**REQUIRED TASK A**: Update the court opinion below: rewrite its passage starting at "All statutory references" and ending at "were also alleged.", with "San Mateo" changed to "Marin".

**SOURCE EXCERPT**:
From Casetext: Smarter Legal Research

People v. Guzman

Court of Appeal of California
Dec 13, 2006
No. A112237 (Cal. Ct. App. Dec. 13, 2006)

Opinion

A112237

12-13-2006

THE PEOPLE, Plaintiff and Respondent, v. JAIME GUZMAN, Defendant and Appellant.


Defendant Jaime Guzman appeals from a judgment below, contending that the trial court failed to give him the opportunity to withdraw his no contest plea when it rejected a term of a negotiated disposition, thereby violating defendants rights pursuant to Penal Code section 1192.5. We affirm the judgment.

All statutory references herein are to the Penal Code unless stated otherwise.

BACKGROUND

An information was filed in San Mateo Superior Court on June 10, 2004, charging defendant with violating section 290, subdivision (f)(1), by failing to inform the law enforcement agency or agencies with whom he last registered as a sex offender of his new address, having been previously convicted of a violation of section 288, subdivision (a). Certain prior convictions were also alleged.

On October 5, 2005, pursuant to a negotiated disposition, defendant moved to change his plea, asking the courts permission to plead nolo contendere to the count against him, and to admit a prior strike conviction. Defendant executed a plea form in support of his motion to change his plea, which his attorney also executed stating that he explained the declarations contents to defendant, and to which the People concurred. Defendant declared in the form that he had not been induced to change his plea by any promise or representation except for a 16-month term of commitment to the California Department of Corrections (CDC), to run consecutive to a present CDC term, and a credit of 132 days.

At the hearing, defendants attorney submitted the plea form to the court. Defendant answered affirmatively to the courts questions about his waiver of rights, including to the question, "did you read this plea form carefully, understand everything on the plea form and sign it?" Defendant then made a no contest plea to the charge that he violated Penal Code section 290, subdivision (f)(1), and admitted to a previous serious felony strike, which the court accepted. After the People stipulated to a factual basis for the plea, the court found defendant guilty.

**REQUIRED TASK B**: Report each line of the rows that contains the string "dangling". Case counts.

**Entries on locating named things**:
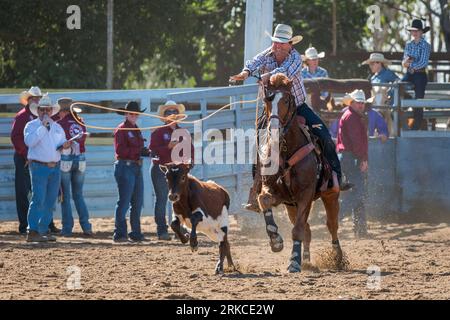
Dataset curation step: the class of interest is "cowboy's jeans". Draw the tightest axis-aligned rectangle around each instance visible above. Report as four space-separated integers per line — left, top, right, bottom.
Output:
402 72 428 130
61 154 92 235
297 103 342 182
150 164 169 236
14 152 31 232
28 162 61 234
339 152 367 232
113 160 144 239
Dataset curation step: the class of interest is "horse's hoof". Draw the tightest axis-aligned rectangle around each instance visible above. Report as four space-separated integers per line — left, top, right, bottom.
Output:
303 251 311 263
288 261 302 273
180 233 189 244
270 234 284 252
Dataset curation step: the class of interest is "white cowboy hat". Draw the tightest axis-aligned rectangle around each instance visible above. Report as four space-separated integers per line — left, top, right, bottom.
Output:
302 47 325 60
361 52 391 65
342 89 367 106
158 100 186 117
30 93 60 117
57 97 82 113
270 24 303 44
19 87 42 106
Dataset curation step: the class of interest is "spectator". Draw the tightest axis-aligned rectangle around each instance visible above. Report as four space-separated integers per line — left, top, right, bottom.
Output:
11 87 60 235
113 101 148 242
330 99 389 143
149 101 194 240
24 95 71 242
58 98 93 237
362 53 400 133
302 47 328 98
337 90 368 237
402 19 431 130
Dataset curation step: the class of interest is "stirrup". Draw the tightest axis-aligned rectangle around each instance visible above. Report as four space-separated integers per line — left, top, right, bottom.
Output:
244 203 261 213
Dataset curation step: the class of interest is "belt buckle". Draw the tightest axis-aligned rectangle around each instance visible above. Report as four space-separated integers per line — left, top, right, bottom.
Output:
47 162 56 168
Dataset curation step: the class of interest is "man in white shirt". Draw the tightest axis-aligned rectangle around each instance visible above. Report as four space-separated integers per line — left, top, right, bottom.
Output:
24 95 71 242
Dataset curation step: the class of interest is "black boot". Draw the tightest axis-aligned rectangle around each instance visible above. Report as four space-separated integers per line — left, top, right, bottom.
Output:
322 136 353 191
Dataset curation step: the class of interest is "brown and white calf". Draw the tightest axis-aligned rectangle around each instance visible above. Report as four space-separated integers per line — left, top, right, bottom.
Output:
159 163 236 273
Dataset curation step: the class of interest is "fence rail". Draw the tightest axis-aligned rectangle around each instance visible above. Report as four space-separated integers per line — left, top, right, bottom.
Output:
0 83 450 219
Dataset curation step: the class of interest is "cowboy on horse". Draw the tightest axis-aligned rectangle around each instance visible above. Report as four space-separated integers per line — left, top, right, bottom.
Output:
230 24 351 211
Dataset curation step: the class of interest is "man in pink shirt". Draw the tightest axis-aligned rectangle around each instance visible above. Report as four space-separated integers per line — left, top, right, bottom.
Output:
336 90 369 237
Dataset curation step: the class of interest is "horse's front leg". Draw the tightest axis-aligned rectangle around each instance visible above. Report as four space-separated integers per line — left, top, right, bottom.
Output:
288 189 314 272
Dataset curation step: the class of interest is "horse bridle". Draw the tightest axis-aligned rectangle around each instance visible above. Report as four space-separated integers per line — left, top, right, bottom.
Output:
264 87 296 130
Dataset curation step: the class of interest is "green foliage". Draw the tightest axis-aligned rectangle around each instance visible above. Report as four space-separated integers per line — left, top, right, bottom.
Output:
0 0 394 89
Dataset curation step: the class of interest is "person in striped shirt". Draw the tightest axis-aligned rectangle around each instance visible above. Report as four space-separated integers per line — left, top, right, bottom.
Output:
302 47 328 98
402 19 431 130
229 24 351 211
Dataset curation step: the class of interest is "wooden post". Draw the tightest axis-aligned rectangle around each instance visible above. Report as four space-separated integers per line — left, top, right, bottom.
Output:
244 0 272 77
106 0 114 89
331 0 337 56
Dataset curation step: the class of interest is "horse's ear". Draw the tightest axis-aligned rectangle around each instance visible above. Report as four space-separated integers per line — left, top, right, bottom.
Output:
159 164 168 174
283 77 292 91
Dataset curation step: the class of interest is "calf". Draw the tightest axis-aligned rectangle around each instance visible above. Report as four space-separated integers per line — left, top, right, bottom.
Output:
159 163 236 274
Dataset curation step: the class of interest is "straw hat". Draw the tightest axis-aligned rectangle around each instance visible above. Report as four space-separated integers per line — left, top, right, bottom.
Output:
302 47 325 60
361 52 391 65
158 100 186 117
57 97 82 113
30 93 60 117
270 24 303 44
19 87 42 106
342 89 367 106
406 19 430 33
116 101 147 115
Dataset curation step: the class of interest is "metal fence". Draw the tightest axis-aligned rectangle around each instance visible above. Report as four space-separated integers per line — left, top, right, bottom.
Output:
0 83 450 220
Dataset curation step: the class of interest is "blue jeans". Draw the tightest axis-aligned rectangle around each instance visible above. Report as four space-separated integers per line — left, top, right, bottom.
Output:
28 162 61 234
297 103 342 182
151 164 169 235
402 72 428 130
339 152 367 232
114 160 144 239
14 152 31 232
61 154 92 235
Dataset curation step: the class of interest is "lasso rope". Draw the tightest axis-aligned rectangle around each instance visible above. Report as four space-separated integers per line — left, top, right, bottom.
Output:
70 93 260 131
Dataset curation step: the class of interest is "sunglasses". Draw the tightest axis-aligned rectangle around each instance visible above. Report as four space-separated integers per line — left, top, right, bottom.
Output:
164 110 179 116
38 107 53 112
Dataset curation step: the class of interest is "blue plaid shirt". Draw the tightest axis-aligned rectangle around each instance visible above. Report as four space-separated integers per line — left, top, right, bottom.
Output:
244 47 306 106
403 37 431 71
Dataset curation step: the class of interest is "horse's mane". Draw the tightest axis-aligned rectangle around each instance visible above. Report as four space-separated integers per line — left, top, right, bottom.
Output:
269 73 292 89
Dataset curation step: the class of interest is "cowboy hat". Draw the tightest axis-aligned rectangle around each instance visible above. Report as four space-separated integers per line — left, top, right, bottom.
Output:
19 87 42 106
158 100 186 120
302 47 325 60
270 24 303 44
57 97 82 113
406 19 430 33
116 101 147 115
342 89 367 106
361 52 391 65
30 93 60 117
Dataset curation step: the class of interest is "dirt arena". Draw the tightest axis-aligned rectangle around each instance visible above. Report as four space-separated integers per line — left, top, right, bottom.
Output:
0 212 450 300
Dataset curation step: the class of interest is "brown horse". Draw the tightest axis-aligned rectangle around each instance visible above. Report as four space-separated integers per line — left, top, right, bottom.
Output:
257 73 342 272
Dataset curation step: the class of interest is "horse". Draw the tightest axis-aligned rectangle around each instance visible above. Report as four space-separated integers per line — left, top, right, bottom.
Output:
257 73 343 272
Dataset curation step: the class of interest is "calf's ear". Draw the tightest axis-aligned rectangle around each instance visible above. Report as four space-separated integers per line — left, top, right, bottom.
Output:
159 164 168 174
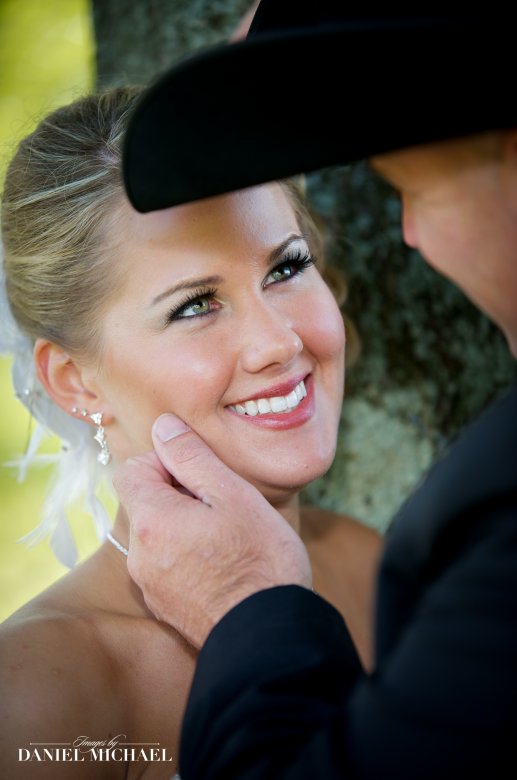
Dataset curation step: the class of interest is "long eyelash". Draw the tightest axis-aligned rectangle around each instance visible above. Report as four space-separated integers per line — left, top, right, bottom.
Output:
166 287 217 323
271 249 318 273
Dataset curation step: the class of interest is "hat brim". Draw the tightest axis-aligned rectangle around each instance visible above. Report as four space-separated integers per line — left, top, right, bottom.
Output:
123 22 517 212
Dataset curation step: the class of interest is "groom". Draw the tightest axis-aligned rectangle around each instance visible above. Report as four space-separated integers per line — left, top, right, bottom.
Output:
116 0 517 780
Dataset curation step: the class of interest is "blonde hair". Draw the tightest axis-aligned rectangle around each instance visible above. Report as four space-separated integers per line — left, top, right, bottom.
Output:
1 87 140 354
0 87 356 566
1 87 357 362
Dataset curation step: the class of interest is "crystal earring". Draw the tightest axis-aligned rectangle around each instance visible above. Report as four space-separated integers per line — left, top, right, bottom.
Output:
88 412 111 466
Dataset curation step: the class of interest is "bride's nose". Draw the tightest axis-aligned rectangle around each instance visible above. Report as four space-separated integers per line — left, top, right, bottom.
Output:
241 302 303 373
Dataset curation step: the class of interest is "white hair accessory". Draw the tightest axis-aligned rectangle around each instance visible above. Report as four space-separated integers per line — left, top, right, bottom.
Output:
0 243 111 567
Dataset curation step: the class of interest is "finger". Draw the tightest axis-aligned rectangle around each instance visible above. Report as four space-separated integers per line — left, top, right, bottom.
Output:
152 414 246 505
113 452 184 517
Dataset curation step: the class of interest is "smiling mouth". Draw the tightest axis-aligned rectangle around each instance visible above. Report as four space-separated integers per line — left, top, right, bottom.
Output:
228 379 307 417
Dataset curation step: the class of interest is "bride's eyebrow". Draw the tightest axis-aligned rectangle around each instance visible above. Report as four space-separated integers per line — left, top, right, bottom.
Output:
151 276 223 306
151 234 307 306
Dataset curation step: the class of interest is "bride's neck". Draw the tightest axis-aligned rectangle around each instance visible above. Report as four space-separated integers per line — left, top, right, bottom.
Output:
113 493 300 547
271 493 300 535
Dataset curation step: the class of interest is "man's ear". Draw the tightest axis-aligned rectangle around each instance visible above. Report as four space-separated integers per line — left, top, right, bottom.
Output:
34 338 107 416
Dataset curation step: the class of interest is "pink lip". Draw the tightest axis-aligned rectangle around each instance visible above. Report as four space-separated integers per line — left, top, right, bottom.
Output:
232 374 309 406
226 374 316 431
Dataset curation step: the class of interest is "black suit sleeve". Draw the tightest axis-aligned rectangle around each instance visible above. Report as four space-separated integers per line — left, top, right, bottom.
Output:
180 395 517 780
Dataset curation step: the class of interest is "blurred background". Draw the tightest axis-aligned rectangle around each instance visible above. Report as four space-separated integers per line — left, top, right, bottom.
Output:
0 0 96 620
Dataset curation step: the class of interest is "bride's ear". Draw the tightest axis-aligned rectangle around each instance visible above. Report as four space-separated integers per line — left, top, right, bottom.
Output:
34 338 108 416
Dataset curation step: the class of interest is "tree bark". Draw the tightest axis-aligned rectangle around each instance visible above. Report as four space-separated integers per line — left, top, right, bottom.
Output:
93 0 517 530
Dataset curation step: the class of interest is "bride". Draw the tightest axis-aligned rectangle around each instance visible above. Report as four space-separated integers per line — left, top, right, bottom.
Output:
0 88 381 780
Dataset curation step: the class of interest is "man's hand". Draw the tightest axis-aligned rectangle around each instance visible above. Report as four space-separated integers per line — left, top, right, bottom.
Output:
114 414 311 647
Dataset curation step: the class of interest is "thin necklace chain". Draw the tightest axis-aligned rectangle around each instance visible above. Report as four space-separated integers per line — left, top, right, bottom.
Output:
106 531 129 558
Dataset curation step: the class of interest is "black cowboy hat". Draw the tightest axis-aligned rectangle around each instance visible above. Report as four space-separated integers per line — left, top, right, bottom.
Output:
123 0 517 212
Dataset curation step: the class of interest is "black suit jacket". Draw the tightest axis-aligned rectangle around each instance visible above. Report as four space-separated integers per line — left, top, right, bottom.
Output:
180 388 517 780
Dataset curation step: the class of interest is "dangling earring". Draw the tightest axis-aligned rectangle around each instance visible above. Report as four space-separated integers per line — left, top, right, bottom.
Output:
88 412 111 466
72 406 111 466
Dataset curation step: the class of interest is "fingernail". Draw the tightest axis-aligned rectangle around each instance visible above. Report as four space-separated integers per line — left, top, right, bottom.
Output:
153 414 190 442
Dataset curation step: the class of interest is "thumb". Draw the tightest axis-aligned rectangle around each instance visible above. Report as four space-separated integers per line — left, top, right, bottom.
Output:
152 414 245 505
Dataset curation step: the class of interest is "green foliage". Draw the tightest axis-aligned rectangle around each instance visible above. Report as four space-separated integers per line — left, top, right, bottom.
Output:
0 0 93 619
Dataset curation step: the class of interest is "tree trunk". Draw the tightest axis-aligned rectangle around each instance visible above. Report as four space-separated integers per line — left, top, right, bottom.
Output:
93 0 517 530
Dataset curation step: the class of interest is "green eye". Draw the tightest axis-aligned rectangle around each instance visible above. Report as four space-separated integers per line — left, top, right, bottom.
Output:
270 265 293 282
181 297 210 317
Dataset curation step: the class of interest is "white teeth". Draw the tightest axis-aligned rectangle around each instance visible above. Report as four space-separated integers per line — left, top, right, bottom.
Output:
269 395 287 414
285 390 300 409
257 398 271 414
229 379 307 417
244 401 258 417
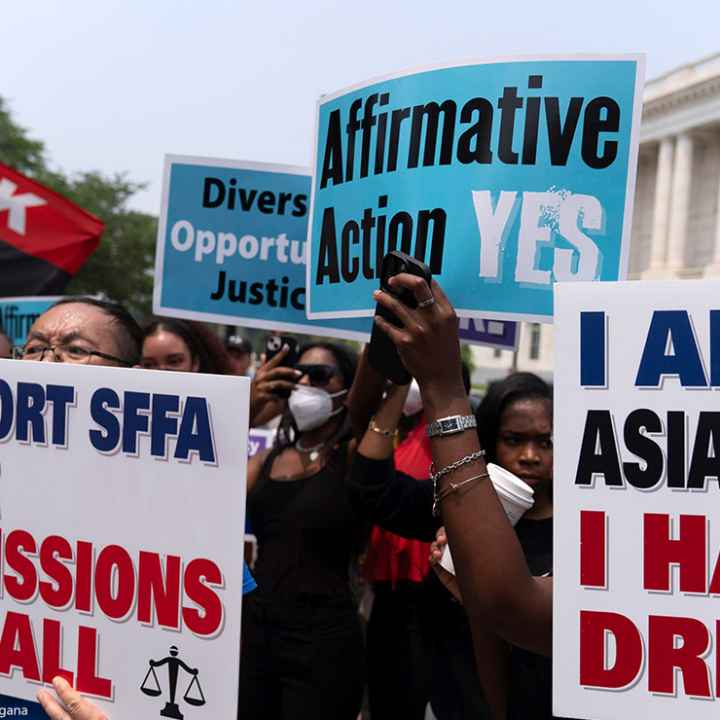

**WORKED SOLUTION A**:
All statutory references herein are to the Penal Code unless stated otherwise.

BACKGROUND

An information was filed in Marin Superior Court on June 10, 2004, charging defendant with violating section 290, subdivision (f)(1), by failing to inform the law enforcement agency or agencies with whom he last registered as a sex offender of his new address, having been previously convicted of a violation of section 288, subdivision (a). Certain prior convictions were also alleged.

**WORKED SOLUTION B**:
Dataset curation step: the class of interest is "dangling earring". Draw the tightest axis-aligned rectangle around each instance visible above. Report as four space-separated integers per line — left, top, right, bottom.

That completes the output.